À faire -
#1 Reformulez sous forme de liste, en gardant ses faits principaux, le paragraphe de l'article sur la politique énergétique suisse qui commence par « Pour Pierre-Yves Maillard ».
#2 Recopiez sans aucune modification le passage de l'article sur la politique énergétique suisse, en commençant à « Pour Pierre-Yves Maillard, socialiste » et en terminant à « vitale et prioritaire. ».
#3 D'après l'article sur la politique énergétique suisse, les affirmations suivantes sont-elles exactes ? Répondez par oui ou par non et citez à chaque fois les mots du texte qui le montrent.
(a) Pierre-Yves Maillard préside le Conseil d'État vaudois.
(b) En 2002, l'ouverture du marché de l'électricité a été acceptée en vote populaire.
(c) Le projet d'Arrêté fédéral sur la deuxième étape de l'ouverture du marché est en consultation.

Document source -
_ _ _
Article paru sur le site de l'AGEFI

«La politique énergétique ressemble à une vaste fumisterie en Suisse» 

LUNDI, 10.11.2014 

Pierre-Yves Maillard. Le président du Conseil d’Etat vaudois veut s’engager contre l’ouverture complète du marché de l’électricité.






Celui qui se voit généralement attribuer le mérite d’avoir mobilisé la gauche et fait échouer en 2002 l’ouverture du marché de l’électricité en vote populaire (référendum), s’annonce de nouveau sur les rangs pour combattre le projet d’Arrêté fédéral sur la deuxième étape de l’ouverture du marché de l’électricité (actuellement en consultation). 
Pour Pierre-Yves Maillard, socialiste et président du Conseil d’Etat vaudois, l’énergie est un domaine national hautement stratégique portant principalement sur les infrastructures. L’électricité ne doit pas faire l’objet d’une libéralisation destinée à baisser les prix ou à servir de monnaie d’échange dans les relations avec l’Union Européenne. Cette lourde erreur rendrait la Suisse plus dépendante et priverait surtout les opérateurs des moyens nécessaires pour investir dans la durée et réussir une transition énergétique considérée comme vitale et prioritaire.
_ _ _
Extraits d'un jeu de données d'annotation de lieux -
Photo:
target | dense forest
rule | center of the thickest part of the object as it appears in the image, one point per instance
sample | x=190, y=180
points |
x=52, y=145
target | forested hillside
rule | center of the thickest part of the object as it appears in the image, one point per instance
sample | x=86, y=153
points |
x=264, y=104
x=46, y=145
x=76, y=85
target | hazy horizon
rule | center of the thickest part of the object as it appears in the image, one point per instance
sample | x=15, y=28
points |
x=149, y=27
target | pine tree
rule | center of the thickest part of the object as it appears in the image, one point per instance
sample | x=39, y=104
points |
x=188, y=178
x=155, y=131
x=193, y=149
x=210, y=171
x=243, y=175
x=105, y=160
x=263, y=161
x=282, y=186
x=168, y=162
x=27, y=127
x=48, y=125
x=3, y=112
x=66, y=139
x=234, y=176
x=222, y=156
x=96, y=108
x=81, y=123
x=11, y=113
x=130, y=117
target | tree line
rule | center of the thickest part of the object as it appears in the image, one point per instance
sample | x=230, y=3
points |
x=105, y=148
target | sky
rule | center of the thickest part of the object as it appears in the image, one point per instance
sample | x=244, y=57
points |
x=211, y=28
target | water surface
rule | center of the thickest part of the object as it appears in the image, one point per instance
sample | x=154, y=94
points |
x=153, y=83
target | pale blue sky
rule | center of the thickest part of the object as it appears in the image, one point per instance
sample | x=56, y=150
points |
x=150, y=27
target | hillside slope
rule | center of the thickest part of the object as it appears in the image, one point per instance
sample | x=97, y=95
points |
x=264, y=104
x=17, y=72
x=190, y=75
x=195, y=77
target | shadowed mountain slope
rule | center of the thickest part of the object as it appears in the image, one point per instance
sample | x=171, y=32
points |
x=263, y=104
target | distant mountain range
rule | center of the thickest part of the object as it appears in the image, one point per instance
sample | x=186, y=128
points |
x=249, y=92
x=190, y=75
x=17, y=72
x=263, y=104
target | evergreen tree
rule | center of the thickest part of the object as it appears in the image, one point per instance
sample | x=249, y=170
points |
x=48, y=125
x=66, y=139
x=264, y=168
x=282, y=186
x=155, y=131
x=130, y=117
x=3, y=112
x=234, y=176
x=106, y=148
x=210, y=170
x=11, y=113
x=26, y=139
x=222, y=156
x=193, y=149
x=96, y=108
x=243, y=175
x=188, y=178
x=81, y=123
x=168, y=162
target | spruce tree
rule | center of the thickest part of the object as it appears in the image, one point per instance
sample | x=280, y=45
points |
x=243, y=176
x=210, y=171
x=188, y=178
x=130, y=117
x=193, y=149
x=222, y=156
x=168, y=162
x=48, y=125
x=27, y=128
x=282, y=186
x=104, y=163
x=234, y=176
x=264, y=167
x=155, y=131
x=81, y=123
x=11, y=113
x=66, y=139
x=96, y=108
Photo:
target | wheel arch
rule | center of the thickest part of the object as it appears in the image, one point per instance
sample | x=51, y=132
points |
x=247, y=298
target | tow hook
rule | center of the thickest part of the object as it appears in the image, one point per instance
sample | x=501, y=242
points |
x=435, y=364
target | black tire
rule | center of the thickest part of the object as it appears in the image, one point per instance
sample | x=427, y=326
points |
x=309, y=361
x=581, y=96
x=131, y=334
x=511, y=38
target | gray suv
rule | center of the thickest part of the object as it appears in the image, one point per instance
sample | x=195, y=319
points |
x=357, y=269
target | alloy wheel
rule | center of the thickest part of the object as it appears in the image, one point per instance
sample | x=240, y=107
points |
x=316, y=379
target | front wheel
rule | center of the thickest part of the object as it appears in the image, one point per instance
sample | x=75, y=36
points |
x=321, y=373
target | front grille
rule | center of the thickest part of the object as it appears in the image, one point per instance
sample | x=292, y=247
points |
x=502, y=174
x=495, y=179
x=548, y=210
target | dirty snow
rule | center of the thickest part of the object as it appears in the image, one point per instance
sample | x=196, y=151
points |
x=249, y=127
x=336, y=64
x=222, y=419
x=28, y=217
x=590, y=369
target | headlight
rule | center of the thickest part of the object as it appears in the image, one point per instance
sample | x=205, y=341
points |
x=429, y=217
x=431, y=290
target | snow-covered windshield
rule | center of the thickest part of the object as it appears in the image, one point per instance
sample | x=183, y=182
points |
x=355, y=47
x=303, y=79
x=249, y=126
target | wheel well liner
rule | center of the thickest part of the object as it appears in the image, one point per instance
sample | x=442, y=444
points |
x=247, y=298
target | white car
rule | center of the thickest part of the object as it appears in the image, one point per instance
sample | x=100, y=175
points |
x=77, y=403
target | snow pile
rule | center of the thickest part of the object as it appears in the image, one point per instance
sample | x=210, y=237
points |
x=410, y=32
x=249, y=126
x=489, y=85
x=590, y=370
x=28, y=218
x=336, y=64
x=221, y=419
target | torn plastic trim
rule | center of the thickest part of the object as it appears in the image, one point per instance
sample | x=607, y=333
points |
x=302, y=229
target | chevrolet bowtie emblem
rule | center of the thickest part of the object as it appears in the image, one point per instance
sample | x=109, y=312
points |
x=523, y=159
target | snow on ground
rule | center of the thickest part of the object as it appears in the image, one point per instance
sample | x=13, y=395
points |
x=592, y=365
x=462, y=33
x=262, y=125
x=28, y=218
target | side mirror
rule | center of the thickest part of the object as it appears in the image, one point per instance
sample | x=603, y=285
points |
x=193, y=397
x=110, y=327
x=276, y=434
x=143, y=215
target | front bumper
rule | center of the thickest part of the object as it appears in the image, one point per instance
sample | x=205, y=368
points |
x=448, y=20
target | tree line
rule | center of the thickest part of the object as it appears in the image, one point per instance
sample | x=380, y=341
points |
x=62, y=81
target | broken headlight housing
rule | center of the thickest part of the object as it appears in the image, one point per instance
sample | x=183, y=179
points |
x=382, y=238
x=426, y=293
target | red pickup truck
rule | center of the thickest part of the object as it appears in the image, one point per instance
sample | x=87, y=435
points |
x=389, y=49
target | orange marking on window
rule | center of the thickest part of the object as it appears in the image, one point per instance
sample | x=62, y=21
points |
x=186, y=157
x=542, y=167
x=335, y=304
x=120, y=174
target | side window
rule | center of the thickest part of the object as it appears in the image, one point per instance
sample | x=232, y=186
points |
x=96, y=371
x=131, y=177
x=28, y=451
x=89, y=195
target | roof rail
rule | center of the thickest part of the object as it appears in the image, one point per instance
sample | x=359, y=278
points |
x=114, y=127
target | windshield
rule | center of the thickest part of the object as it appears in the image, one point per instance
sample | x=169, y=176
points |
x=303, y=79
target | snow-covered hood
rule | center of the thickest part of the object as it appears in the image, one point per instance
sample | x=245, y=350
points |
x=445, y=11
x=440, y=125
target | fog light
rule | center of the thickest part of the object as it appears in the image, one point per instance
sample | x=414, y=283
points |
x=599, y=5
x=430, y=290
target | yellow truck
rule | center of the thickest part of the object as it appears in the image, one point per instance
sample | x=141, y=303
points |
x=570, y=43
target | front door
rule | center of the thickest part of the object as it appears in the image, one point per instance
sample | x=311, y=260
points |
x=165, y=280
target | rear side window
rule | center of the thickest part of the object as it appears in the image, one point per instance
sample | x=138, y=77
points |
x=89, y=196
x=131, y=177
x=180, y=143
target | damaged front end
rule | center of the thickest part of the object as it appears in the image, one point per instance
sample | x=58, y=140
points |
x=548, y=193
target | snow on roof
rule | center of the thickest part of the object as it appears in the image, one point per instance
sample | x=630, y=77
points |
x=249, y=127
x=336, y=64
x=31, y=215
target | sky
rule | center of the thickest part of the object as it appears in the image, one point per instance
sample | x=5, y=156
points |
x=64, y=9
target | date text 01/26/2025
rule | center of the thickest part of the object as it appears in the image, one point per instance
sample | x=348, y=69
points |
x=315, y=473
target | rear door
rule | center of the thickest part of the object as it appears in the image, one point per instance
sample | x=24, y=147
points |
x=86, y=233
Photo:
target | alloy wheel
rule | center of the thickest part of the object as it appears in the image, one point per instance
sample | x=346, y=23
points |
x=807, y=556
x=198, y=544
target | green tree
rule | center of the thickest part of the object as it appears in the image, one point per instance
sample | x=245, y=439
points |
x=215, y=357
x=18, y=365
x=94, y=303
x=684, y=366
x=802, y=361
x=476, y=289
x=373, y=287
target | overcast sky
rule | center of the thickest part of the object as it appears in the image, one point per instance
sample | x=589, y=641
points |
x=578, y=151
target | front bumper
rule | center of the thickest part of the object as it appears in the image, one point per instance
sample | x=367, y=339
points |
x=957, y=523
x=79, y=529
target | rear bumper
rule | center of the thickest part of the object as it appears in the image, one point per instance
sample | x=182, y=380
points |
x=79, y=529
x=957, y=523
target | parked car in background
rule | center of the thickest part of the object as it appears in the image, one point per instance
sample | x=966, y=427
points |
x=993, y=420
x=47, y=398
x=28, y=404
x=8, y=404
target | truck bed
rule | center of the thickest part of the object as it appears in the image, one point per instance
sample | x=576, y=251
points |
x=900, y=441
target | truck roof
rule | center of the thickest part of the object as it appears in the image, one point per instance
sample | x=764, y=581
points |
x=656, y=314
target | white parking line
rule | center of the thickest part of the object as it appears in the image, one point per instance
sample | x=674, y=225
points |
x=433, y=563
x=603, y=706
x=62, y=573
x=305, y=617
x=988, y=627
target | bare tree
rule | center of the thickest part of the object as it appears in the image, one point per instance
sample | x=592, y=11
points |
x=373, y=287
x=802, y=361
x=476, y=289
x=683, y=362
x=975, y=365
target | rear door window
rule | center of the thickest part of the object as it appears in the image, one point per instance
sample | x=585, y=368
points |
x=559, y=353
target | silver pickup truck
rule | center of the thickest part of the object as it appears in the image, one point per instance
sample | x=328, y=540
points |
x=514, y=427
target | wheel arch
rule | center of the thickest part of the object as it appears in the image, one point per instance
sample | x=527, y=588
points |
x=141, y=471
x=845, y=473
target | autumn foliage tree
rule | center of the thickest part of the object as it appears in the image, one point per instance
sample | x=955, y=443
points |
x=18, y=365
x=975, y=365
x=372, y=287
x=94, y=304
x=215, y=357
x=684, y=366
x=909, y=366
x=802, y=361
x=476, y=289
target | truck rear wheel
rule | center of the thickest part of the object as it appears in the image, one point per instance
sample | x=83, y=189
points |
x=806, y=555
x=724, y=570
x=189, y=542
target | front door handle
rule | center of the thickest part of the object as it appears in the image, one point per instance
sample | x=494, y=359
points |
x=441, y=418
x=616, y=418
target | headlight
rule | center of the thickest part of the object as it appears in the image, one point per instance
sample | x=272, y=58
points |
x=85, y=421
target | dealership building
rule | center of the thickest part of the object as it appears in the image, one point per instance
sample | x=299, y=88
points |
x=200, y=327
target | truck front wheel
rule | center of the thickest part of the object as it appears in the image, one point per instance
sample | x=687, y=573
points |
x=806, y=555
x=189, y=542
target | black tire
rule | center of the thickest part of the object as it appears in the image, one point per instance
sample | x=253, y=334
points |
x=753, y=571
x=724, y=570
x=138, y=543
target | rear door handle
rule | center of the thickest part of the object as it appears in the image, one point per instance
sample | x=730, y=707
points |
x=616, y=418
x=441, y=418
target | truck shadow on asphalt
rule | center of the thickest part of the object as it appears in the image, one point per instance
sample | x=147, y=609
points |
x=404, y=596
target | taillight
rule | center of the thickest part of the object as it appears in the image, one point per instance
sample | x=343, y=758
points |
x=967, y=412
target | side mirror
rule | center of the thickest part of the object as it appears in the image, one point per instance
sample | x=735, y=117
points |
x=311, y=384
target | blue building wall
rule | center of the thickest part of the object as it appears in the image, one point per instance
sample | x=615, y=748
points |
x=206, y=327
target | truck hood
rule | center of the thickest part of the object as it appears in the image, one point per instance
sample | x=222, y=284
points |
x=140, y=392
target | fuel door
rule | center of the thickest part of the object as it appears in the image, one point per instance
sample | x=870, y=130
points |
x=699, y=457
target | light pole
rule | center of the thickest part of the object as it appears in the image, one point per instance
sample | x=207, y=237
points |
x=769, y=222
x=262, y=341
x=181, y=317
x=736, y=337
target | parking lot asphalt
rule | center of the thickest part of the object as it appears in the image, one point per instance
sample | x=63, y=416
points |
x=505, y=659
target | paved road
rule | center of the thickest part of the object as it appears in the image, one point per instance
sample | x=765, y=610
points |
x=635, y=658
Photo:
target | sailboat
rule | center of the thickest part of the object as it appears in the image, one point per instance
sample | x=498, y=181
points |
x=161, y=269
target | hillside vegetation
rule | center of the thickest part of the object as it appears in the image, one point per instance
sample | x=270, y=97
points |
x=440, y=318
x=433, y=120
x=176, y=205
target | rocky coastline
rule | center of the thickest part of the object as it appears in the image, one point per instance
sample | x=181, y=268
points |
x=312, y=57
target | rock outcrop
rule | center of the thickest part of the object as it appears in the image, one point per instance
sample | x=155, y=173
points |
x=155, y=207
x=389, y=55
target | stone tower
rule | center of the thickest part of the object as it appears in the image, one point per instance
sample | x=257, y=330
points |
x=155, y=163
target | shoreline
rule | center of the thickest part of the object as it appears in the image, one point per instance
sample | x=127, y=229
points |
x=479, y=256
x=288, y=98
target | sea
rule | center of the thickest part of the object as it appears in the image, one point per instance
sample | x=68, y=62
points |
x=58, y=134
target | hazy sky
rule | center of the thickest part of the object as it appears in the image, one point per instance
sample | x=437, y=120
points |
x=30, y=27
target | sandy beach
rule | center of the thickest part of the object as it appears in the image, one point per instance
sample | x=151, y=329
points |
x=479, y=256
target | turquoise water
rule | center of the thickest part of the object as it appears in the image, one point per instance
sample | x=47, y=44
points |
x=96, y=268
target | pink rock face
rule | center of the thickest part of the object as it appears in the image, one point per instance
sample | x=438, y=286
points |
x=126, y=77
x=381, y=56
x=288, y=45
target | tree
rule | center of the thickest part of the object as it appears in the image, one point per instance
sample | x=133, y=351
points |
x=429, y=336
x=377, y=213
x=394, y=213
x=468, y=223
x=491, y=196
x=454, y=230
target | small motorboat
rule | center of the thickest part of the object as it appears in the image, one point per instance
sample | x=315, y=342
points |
_ _ _
Corrigés -
#1
- Pierre-Yves Maillard est socialiste et président du Conseil d'État vaudois.
- Selon lui, l'énergie est un domaine national très stratégique, qui concerne surtout les infrastructures.
- L'électricité ne doit pas être libéralisée pour faire baisser les prix ni servir de monnaie d'échange avec l'Union européenne.
- Une telle erreur rendrait la Suisse plus dépendante.
- Elle priverait surtout les opérateurs des moyens d'investir dans la durée et de réussir la transition énergétique, jugée vitale et prioritaire.

#2
Pour Pierre-Yves Maillard, socialiste et président du Conseil d’Etat vaudois, l’énergie est un domaine national hautement stratégique portant principalement sur les infrastructures. L’électricité ne doit pas faire l’objet d’une libéralisation destinée à baisser les prix ou à servir de monnaie d’échange dans les relations avec l’Union Européenne. Cette lourde erreur rendrait la Suisse plus dépendante et priverait surtout les opérateurs des moyens nécessaires pour investir dans la durée et réussir une transition énergétique considérée comme vitale et prioritaire.

#3
(a) Oui : « Le président du Conseil d’Etat vaudois ».
(b) Non : « fait échouer en 2002 l’ouverture du marché de l’électricité en vote populaire ».
(c) Oui : « (actuellement en consultation) ».